--- What to produce ---
Turn the part of the data that opens with the line containing "Screenshot QA — Where is the curved" and closes with the line containing "[[437, 552, 513, 619]]", both ends included, into a JSON list of strings with one string per line and blank lines omitted.

++++ Data section

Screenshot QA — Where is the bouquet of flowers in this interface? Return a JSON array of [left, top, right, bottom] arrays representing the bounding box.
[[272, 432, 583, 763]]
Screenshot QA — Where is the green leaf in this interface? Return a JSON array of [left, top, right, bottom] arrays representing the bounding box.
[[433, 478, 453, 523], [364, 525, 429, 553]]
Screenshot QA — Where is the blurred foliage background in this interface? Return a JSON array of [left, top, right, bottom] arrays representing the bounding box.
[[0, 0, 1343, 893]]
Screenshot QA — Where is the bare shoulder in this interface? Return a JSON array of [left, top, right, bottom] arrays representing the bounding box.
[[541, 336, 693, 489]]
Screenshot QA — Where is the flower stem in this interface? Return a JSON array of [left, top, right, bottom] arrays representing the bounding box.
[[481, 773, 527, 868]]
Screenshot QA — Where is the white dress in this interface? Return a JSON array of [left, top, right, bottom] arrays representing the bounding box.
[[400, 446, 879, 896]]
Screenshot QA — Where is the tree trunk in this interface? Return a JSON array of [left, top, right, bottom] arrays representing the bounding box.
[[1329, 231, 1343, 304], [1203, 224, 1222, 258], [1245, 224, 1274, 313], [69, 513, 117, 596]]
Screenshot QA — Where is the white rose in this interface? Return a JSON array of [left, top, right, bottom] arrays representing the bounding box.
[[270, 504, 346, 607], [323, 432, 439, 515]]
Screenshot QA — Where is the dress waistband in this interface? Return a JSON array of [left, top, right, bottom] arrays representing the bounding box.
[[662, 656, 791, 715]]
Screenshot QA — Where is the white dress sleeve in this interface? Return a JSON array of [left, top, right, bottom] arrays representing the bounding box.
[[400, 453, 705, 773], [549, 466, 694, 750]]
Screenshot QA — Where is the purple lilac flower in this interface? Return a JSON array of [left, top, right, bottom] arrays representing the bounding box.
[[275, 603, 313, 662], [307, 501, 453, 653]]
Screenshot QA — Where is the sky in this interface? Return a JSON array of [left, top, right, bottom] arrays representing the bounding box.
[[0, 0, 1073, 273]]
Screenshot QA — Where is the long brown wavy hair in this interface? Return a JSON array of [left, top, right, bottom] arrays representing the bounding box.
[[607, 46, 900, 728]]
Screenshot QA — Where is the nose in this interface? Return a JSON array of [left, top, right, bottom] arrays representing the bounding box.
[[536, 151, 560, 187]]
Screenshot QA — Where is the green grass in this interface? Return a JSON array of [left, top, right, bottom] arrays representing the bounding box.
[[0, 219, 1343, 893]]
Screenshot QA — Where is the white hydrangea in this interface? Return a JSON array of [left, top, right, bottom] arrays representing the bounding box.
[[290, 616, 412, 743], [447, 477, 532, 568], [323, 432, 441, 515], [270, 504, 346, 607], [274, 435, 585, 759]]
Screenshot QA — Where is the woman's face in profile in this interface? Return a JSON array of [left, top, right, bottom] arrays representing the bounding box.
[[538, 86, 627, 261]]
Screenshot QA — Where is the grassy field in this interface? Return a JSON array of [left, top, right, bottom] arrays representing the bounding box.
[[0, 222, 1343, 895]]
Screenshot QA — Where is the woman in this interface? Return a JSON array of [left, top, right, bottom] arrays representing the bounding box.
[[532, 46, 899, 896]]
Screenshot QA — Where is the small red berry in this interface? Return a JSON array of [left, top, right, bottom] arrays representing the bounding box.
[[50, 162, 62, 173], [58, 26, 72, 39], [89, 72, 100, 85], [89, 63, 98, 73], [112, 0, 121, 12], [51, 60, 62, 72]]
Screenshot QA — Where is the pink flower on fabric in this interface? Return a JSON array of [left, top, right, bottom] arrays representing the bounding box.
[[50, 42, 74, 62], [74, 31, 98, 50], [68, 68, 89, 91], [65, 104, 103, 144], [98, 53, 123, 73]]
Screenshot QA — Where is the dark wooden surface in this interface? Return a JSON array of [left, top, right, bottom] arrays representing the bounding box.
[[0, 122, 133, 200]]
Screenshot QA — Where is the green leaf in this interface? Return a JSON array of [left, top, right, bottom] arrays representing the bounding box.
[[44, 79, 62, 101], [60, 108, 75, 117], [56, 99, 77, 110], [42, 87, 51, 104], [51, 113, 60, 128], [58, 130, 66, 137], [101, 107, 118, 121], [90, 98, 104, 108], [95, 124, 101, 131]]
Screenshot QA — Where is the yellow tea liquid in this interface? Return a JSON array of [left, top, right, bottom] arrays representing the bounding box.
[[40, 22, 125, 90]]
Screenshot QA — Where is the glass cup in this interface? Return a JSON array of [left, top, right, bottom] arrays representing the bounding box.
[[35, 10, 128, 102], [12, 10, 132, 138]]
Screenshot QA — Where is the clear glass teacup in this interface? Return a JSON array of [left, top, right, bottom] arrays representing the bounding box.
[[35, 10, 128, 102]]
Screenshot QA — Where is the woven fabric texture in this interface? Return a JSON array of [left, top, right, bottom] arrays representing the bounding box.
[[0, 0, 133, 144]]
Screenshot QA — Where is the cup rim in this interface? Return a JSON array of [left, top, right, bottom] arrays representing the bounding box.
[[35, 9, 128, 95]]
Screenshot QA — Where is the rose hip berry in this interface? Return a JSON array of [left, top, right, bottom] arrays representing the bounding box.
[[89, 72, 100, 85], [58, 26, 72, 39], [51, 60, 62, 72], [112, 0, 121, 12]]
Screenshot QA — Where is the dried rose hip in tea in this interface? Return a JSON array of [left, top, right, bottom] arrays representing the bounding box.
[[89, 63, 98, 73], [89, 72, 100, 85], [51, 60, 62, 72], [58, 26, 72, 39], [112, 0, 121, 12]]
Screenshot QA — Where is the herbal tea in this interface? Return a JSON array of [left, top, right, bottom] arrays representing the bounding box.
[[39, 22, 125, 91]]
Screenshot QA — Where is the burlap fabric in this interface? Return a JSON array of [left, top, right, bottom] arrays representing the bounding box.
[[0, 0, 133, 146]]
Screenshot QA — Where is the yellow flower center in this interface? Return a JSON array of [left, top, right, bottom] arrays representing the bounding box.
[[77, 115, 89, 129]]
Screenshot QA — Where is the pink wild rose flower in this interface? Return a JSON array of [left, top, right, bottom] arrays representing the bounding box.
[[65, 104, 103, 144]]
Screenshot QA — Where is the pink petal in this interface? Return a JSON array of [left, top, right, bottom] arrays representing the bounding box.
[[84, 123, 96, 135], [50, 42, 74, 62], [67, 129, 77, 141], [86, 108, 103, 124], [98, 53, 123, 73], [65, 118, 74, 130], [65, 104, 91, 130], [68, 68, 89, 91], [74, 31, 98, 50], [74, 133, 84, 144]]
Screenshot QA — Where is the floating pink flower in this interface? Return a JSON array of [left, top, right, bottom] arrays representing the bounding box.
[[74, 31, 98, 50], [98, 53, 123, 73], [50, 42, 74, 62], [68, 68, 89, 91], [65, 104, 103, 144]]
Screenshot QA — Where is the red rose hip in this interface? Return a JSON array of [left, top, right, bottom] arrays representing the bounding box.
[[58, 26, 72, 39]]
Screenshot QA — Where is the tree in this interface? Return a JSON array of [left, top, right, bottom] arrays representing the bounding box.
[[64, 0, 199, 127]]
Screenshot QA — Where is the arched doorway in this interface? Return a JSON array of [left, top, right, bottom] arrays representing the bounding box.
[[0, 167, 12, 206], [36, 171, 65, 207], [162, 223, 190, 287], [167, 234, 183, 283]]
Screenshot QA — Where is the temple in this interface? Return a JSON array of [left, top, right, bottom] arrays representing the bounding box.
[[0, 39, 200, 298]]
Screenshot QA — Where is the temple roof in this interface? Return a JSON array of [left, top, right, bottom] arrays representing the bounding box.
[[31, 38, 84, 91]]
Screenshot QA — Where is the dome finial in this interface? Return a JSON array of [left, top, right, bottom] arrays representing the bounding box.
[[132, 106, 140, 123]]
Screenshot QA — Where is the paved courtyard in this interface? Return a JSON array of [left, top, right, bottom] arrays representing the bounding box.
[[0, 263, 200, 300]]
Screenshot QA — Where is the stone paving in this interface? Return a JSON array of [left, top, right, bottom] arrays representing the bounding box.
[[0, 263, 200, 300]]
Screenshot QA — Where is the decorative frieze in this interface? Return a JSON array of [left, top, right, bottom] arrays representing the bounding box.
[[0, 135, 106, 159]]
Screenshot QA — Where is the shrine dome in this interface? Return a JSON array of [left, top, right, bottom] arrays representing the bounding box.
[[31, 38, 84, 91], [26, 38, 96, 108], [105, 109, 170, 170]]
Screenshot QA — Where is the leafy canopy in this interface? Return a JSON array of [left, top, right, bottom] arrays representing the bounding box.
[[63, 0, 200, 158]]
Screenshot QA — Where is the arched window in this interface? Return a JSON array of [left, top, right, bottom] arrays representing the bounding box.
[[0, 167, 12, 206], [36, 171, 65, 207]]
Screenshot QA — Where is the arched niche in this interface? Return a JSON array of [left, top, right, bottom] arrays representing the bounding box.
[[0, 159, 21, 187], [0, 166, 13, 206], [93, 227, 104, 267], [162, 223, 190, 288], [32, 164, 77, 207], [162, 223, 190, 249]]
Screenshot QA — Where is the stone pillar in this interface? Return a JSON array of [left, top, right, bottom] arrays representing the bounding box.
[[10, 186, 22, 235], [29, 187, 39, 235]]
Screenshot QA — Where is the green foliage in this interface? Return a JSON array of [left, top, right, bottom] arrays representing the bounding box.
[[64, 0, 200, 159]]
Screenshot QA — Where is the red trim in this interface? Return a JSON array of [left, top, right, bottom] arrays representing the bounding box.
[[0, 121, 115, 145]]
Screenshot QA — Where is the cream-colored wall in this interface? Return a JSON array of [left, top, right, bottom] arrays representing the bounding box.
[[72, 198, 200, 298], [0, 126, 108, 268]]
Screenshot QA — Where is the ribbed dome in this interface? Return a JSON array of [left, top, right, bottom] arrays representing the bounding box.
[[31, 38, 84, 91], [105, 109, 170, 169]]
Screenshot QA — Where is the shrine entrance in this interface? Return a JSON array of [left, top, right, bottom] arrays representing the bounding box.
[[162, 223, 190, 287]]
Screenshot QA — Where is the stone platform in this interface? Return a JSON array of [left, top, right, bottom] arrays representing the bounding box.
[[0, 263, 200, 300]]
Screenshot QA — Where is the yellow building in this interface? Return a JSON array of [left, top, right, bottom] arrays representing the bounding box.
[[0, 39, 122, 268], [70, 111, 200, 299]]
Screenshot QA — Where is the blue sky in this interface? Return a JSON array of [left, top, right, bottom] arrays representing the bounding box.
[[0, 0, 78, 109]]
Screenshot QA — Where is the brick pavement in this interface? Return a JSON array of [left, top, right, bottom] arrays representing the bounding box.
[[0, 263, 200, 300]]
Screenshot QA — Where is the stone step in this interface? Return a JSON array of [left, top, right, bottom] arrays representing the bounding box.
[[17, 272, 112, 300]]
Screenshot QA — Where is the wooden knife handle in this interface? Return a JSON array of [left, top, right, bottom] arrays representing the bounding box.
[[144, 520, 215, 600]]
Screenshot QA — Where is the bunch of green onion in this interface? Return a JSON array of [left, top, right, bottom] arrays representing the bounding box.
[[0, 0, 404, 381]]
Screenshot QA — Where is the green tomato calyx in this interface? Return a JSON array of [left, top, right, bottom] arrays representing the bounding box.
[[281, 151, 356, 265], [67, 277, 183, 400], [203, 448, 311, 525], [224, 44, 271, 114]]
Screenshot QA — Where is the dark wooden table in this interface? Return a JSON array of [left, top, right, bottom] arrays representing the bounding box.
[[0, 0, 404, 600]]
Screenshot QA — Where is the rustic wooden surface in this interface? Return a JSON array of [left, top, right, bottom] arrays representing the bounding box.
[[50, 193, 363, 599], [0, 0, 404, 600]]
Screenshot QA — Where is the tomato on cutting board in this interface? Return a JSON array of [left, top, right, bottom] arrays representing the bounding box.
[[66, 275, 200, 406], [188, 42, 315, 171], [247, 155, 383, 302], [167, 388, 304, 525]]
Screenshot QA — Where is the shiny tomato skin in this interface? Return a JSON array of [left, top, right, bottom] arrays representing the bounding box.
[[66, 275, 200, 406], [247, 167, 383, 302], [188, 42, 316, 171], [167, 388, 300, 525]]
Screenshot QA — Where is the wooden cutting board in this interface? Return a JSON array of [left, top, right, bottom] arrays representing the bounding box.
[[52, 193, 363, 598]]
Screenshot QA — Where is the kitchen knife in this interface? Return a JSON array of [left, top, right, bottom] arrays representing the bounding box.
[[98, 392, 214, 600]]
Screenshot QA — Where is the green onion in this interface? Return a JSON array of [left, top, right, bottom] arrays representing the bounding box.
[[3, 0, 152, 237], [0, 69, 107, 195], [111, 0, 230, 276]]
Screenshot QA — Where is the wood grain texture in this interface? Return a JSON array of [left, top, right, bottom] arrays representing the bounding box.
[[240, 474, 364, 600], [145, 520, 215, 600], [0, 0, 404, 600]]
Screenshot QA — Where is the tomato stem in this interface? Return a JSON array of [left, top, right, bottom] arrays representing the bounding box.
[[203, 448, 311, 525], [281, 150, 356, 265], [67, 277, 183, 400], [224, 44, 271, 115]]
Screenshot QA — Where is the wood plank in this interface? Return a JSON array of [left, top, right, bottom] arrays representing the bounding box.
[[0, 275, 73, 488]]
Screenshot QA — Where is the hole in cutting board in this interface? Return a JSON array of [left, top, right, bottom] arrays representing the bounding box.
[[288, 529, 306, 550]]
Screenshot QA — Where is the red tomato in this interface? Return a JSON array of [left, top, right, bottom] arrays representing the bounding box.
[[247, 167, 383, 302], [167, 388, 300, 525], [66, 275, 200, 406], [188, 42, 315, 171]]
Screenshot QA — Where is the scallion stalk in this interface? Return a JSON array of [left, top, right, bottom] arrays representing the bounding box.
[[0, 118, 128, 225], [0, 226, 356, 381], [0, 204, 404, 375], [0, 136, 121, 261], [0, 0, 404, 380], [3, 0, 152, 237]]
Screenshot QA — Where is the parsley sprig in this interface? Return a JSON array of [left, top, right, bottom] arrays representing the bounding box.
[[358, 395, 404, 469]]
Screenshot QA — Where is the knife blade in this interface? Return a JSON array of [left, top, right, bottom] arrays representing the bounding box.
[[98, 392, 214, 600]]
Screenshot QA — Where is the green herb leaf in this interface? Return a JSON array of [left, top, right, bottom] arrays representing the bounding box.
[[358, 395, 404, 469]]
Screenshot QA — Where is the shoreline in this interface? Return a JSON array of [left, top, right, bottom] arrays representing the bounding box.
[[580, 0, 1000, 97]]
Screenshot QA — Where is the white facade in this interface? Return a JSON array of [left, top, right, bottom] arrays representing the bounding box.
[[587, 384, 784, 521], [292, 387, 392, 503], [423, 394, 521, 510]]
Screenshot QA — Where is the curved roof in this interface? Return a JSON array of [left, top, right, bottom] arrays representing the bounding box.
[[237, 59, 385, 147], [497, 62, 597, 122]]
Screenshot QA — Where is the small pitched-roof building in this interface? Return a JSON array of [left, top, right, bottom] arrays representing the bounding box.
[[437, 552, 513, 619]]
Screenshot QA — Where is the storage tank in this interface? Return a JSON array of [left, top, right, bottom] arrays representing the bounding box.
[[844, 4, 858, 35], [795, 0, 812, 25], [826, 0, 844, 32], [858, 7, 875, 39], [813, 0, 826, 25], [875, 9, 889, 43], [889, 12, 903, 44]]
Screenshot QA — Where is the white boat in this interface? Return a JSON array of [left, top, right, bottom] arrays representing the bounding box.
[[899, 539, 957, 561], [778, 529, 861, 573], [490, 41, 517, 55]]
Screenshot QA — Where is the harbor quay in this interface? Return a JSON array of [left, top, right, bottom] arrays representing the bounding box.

++++++++

--- Complete response ---
[
  "Screenshot QA — Where is the curved roof in this interface? Return a JSON array of [left, top, right, bottom] arrays representing the bounding box.",
  "[[237, 59, 385, 147], [497, 62, 597, 122]]",
  "Screenshot QA — Where is the small pitched-roof building in this interface? Return a JSON array of [left, top, right, bottom] arrays representing the bounding box.",
  "[[437, 552, 513, 619]]"
]